ACTIVITY -> Render the data from its first line through the line containing "negative clicks: (266, 255)", both included, as a Markdown table with the columns Row and Line. Leave out any blank lines.

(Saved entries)
........

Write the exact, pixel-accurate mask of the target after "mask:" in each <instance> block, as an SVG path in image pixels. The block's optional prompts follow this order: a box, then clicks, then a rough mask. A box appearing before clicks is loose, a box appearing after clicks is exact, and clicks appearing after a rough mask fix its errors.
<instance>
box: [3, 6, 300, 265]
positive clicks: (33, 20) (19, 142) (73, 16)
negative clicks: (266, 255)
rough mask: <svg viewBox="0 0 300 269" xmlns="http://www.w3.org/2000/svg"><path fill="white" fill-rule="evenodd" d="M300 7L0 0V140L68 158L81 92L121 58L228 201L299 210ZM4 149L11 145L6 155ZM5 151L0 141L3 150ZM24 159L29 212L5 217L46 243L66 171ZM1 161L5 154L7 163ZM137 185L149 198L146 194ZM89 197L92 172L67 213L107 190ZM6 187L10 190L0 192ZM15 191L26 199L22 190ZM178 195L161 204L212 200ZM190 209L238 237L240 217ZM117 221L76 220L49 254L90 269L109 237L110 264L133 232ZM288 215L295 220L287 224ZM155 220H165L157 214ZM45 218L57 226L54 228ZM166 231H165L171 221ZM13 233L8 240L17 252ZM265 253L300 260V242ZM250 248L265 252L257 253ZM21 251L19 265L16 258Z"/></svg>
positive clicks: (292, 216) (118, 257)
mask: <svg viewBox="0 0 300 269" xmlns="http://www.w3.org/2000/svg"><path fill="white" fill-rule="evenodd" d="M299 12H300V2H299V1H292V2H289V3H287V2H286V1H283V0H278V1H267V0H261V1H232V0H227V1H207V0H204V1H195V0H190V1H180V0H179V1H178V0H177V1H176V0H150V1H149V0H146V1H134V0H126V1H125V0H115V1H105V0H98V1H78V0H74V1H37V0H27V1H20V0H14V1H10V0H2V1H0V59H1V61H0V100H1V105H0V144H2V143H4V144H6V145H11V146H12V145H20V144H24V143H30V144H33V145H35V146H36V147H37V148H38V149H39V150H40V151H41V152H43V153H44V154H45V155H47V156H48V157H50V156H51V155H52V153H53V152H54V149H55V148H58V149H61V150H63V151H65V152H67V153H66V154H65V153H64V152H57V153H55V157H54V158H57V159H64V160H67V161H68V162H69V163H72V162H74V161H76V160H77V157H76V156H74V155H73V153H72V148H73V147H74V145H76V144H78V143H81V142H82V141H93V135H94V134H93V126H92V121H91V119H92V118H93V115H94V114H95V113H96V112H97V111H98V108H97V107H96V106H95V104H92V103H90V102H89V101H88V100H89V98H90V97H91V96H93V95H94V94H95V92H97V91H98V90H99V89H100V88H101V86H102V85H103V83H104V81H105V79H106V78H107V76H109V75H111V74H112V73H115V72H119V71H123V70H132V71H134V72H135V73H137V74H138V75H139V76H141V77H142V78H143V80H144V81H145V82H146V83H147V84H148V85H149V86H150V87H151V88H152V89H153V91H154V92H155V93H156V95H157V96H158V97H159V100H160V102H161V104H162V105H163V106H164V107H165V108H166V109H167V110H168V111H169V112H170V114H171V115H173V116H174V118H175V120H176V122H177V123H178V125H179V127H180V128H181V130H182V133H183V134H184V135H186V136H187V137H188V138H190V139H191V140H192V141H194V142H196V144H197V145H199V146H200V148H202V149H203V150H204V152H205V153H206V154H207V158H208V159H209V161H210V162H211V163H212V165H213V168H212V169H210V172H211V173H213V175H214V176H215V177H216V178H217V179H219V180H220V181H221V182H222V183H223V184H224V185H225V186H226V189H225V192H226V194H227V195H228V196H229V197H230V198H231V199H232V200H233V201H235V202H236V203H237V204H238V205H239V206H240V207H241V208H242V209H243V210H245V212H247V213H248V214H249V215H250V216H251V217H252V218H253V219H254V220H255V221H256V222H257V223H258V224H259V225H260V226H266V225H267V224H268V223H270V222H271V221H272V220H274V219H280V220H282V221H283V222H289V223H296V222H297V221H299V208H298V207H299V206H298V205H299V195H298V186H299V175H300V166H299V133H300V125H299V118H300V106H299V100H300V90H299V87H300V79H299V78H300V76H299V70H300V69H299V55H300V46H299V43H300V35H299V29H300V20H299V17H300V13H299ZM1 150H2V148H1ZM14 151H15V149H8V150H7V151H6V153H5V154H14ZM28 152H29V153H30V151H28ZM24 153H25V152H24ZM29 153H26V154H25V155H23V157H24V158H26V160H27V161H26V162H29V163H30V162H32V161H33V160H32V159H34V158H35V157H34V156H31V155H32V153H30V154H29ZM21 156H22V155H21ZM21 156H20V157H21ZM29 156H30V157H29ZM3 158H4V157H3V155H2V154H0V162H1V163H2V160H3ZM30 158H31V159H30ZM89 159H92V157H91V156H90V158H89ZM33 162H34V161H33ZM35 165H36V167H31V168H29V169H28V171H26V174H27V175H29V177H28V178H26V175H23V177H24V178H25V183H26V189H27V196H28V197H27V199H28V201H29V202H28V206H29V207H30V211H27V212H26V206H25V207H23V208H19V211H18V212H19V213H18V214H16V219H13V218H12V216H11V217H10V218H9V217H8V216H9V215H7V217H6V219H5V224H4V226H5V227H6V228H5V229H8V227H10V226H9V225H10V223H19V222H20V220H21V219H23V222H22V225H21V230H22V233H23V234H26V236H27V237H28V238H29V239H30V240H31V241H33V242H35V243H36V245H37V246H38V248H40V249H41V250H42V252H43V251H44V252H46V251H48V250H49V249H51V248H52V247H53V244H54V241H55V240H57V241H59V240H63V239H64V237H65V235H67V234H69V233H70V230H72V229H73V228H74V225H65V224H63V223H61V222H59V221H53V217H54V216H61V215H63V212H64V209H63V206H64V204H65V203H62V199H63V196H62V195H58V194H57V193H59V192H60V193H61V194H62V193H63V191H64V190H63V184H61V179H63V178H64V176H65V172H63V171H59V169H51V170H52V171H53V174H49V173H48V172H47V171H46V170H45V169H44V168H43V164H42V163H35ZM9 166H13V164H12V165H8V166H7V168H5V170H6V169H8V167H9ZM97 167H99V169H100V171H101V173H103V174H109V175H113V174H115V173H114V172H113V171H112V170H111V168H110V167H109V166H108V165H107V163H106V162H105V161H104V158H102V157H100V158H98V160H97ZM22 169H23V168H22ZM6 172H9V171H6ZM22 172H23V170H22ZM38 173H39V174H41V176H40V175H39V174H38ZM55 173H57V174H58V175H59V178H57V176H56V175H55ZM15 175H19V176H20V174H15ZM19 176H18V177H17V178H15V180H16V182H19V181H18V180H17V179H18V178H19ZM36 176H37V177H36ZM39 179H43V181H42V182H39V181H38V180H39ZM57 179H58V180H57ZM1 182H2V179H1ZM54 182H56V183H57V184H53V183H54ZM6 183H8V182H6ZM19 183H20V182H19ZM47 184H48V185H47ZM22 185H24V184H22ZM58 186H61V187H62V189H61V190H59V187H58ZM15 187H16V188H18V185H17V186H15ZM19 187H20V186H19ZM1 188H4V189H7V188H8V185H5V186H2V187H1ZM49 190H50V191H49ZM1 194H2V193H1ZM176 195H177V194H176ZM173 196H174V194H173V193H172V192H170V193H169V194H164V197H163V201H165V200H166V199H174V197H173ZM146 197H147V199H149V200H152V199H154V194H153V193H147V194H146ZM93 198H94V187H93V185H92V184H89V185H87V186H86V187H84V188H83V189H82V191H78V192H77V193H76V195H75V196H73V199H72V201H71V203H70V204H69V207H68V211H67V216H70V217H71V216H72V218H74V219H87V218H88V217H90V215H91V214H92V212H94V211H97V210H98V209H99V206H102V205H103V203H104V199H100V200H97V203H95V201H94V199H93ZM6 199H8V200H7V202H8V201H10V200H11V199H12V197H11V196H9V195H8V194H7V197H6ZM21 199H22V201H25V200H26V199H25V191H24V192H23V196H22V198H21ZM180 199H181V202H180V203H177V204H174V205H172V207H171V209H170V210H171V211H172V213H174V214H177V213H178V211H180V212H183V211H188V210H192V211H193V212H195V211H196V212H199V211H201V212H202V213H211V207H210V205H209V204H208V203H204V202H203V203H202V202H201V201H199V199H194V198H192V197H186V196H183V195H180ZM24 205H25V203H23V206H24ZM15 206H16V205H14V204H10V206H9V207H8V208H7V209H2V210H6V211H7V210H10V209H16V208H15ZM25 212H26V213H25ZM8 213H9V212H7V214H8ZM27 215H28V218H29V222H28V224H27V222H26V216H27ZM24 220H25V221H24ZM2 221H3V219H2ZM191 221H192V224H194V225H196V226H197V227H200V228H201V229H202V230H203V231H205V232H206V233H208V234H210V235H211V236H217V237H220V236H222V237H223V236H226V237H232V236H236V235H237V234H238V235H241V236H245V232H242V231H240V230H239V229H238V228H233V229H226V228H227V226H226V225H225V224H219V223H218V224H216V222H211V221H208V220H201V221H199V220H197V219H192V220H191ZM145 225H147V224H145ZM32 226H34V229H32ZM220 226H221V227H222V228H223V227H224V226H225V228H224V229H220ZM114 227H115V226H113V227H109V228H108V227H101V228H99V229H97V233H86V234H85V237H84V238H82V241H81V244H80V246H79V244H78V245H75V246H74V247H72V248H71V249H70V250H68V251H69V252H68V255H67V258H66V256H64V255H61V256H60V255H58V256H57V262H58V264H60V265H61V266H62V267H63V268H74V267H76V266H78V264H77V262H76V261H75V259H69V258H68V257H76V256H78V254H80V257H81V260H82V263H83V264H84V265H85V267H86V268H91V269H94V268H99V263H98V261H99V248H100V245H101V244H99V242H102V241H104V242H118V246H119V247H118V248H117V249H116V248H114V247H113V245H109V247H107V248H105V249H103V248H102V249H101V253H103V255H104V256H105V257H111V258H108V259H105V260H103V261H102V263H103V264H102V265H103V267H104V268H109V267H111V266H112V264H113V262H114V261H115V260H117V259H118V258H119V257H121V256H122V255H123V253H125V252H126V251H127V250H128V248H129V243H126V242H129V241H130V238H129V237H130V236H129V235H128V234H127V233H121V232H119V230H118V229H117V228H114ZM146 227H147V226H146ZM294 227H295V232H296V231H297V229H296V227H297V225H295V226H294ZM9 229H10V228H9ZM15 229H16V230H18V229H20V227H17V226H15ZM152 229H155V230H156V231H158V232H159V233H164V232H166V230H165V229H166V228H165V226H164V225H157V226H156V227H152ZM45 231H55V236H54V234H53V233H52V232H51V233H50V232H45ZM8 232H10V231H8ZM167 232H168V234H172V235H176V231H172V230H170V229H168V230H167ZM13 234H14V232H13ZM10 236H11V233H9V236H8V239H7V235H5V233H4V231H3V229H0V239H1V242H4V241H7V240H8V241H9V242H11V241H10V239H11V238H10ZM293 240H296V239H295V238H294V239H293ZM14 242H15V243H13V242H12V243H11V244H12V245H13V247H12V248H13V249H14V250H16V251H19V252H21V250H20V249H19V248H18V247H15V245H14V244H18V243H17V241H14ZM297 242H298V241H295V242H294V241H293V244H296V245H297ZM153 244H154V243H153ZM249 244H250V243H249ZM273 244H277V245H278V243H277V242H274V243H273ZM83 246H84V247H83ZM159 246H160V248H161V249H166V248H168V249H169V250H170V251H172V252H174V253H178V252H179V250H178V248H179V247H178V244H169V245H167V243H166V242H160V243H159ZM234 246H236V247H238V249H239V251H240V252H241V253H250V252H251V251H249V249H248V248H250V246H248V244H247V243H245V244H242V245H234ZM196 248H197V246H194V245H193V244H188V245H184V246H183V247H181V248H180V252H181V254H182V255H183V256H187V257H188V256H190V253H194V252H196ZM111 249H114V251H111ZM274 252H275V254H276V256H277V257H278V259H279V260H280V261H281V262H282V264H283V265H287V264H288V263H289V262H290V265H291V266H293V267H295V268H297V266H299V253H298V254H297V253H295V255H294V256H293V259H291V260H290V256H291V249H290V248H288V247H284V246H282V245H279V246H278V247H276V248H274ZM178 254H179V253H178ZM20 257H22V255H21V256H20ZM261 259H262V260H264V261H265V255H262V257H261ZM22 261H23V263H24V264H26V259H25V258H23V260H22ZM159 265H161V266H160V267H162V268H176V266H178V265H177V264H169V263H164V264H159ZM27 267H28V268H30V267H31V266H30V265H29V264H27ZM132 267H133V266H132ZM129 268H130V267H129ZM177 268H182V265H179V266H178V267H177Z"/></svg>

........

OUTPUT FOR THIS EXERCISE ->
| Row | Line |
|---|---|
| 1 | Write the exact, pixel-accurate mask of the target after "mask:" in each <instance> block, as an SVG path in image pixels. The block's optional prompts follow this order: a box, then clicks, then a rough mask. A box appearing before clicks is loose, a box appearing after clicks is exact, and clicks appearing after a rough mask fix its errors. |
| 2 | <instance> |
| 3 | box: [3, 6, 300, 265] |
| 4 | positive clicks: (33, 20) (19, 142) (73, 16) |
| 5 | negative clicks: (266, 255) |